Your instructions. Can you swap "arched window" for "rounded window" in all of the data below and give the lines again unchanged otherwise, with the pictures left out?
--- Dataset excerpts ---
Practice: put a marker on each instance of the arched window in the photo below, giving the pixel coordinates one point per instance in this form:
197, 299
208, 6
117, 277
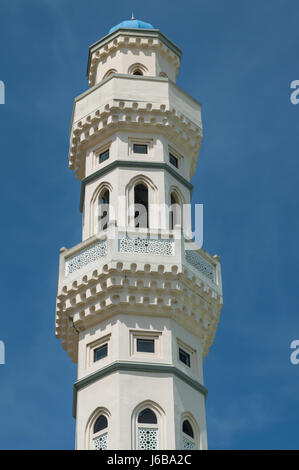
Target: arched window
110, 72
188, 437
141, 205
147, 430
100, 433
104, 201
137, 69
175, 213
---
Exercise response.
Practice: put a marker on each instance of the rounded window in the photo below, giving the pixel coordinates one point per instance in this form:
197, 299
208, 6
117, 277
Target: rounded window
110, 72
188, 437
141, 205
147, 430
100, 433
104, 201
137, 69
175, 213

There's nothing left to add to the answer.